▶ [Aim of the exercise] Reproduce each of the entries below word for word, leaving out the pictures.

▶ [Entries supplied]
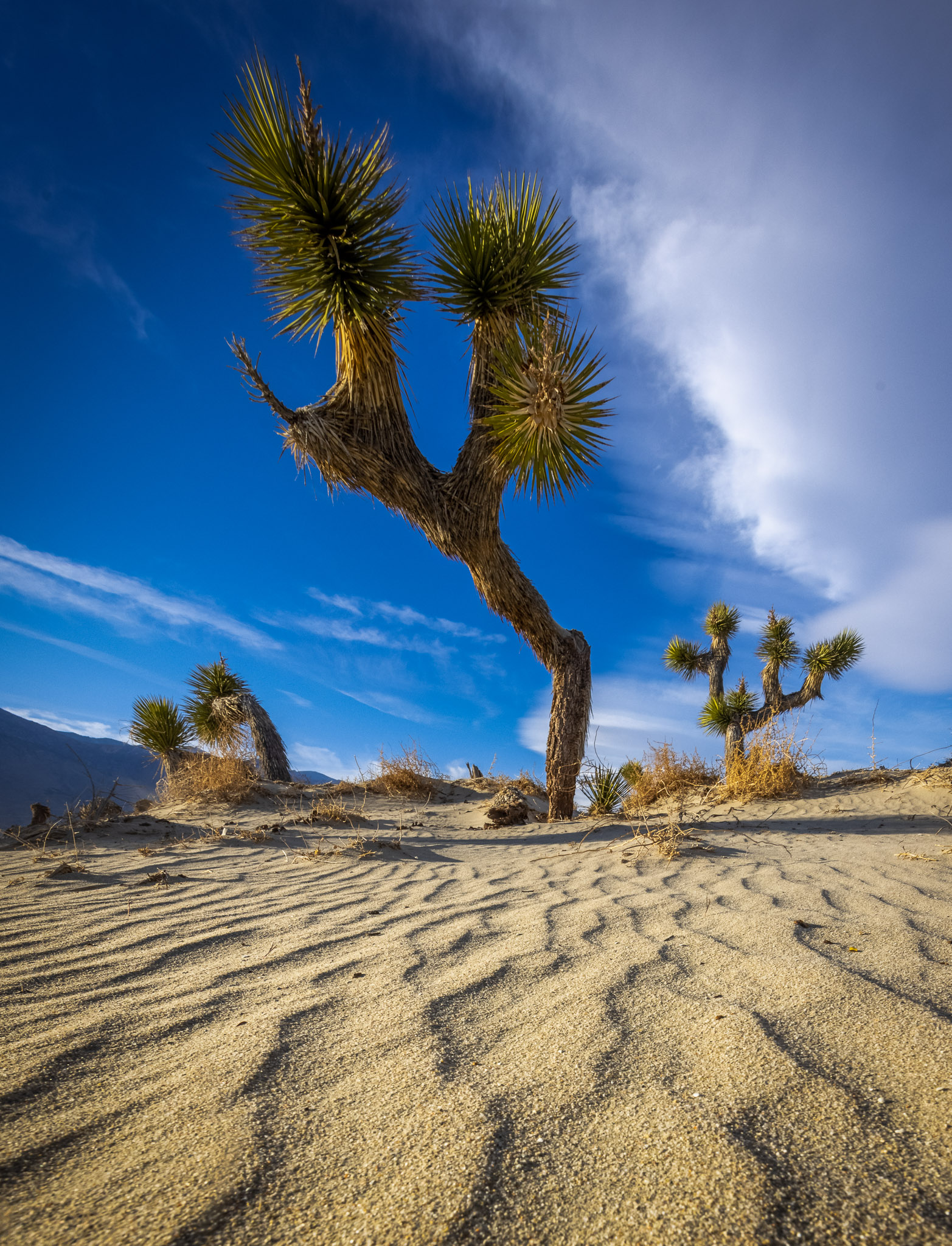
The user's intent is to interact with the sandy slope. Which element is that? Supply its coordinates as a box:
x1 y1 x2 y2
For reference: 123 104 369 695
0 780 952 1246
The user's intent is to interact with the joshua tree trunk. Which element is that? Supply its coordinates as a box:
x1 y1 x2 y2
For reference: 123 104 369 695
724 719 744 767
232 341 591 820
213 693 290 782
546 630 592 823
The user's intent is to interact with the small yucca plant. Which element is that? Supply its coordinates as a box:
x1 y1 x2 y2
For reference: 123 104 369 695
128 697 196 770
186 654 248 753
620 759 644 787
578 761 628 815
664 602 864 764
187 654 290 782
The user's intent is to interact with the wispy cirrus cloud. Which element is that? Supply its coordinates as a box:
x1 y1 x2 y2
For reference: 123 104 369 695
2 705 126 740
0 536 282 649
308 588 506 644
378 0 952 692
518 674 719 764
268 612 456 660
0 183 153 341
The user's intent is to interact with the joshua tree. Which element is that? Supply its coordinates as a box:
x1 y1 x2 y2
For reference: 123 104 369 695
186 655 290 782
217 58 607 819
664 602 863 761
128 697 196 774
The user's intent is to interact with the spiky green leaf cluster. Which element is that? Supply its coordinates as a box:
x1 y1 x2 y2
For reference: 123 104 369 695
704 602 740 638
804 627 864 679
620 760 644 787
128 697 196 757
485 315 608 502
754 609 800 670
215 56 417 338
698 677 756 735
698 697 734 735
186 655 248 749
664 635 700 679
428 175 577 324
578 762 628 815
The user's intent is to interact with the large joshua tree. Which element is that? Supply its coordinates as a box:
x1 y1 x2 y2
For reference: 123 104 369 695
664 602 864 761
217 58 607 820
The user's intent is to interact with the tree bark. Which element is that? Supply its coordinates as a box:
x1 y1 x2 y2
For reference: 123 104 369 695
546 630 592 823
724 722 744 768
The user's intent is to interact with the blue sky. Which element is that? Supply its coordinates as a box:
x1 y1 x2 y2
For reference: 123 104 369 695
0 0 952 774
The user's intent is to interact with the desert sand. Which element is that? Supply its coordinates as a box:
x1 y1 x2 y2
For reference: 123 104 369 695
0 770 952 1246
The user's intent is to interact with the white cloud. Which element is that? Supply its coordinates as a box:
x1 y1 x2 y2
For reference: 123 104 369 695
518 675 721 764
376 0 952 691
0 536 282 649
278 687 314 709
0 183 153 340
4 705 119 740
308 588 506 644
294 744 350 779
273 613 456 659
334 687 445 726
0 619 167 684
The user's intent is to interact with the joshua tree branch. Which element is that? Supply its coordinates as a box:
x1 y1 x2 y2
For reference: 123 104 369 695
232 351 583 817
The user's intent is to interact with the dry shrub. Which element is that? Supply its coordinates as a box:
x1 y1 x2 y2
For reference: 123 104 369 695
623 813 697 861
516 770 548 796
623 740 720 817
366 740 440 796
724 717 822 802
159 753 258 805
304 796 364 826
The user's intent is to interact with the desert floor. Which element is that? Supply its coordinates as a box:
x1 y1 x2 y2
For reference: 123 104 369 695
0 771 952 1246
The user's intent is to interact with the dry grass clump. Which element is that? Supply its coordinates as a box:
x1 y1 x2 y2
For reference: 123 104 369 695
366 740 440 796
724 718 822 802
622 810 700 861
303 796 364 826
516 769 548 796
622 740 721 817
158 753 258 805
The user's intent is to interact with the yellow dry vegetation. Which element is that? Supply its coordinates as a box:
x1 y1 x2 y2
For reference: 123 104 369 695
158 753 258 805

▶ [Expected answer]
The user's intent is to interact with the sandy slope. Which element is that? Supply its coordinates as a box:
x1 y1 x2 y2
For reference: 123 104 369 695
0 780 952 1246
The user's intent is to interact with the joshua tree trunk. Which element is that? Supply its coordinates as a box:
x1 y1 x2 y2
For reference: 123 104 369 695
724 719 744 767
232 341 591 820
213 693 290 782
546 630 592 823
The user's intent is to interact with the small yucca plant. Which element is that? Supply its coordinates as a box:
x1 y1 x2 y2
For reference: 123 104 369 695
128 697 196 770
186 654 248 753
620 759 644 787
578 761 628 815
664 602 864 764
187 654 290 782
The user's intent is to interact with the wispy cirrus cloud. Which element is that? Supply its coordinates as a box:
x1 y1 x2 y2
For reference: 123 104 369 695
2 705 126 740
0 536 282 649
308 588 506 644
378 0 952 692
518 674 719 764
268 612 456 660
0 183 153 341
The user's intent is to interact with the joshua tree. Which element is that? Supply its coordinates as a box:
x1 y1 x2 y2
For reference: 123 104 369 695
186 655 290 782
217 58 607 819
664 602 863 761
128 697 196 774
The user's intent is to interact with the spiky green leaf cluster. Which element is that? Supply its coordinates as a box:
x1 y1 x2 y2
For reference: 123 104 369 695
704 602 740 638
804 627 864 679
620 760 644 787
128 697 196 757
485 315 608 502
754 609 800 670
215 56 417 338
698 677 756 735
698 697 734 735
186 655 248 749
664 635 700 679
428 175 577 324
578 762 628 815
The user's intent is to interact with the large joshua tree. Which element is that? Supply its coordinates as a box:
x1 y1 x2 y2
For reference: 123 104 369 695
664 602 864 761
217 58 607 820
The user's intent is to interact with the tree bark. Which element is that? Supply its coordinates as a box:
x1 y1 x2 y2
For reference: 123 104 369 695
546 630 592 823
724 722 744 768
The user's intent is to interact with the blue sky. Which element is that? Supply its coordinates as a box:
x1 y1 x2 y2
For reference: 123 104 369 695
0 0 952 774
The user's intent is to interact with the desert sand. Which element is that? Supply its coordinates as a box:
x1 y1 x2 y2
For reference: 123 104 369 695
0 770 952 1246
The user's intent is to interact with the white cloud. Which element is that? Supply its coordinates as a box:
x1 y1 x2 y2
For reference: 123 104 369 695
518 675 721 764
376 0 952 691
0 536 282 649
278 687 314 709
0 183 153 340
4 705 119 740
308 588 506 644
294 744 350 779
273 613 456 659
334 687 445 726
0 619 167 684
The user's intent is to interact with the joshua tree branch. Which element is that? Supply its coordinates as a box:
x1 y1 x2 y2
For reference: 123 104 369 695
232 351 583 817
The user's intent is to interact with the dry shrub. Which element is that? Supply its coordinates as a box:
x1 y1 x2 y2
For reference: 123 104 369 695
623 813 697 861
516 770 548 796
623 740 720 817
366 740 440 796
724 717 822 802
159 753 258 805
304 796 364 826
The user's intent is to interact with the desert floor. Which element is that? Supply its coordinates as a box:
x1 y1 x2 y2
For reference: 123 104 369 695
0 771 952 1246
The user's intent is to interact with the dry grass clump. Which element is that? Supply its coordinates as a box:
x1 y1 x2 y2
For reference: 123 104 369 695
366 740 440 796
724 718 822 802
622 810 700 861
303 796 364 826
516 769 548 796
622 740 721 817
158 753 258 805
The user's intent is to interact with the yellow dry vegetation. Which element is that? Supply its coordinates as a box:
x1 y1 x2 y2
For reference: 123 104 369 695
158 753 258 805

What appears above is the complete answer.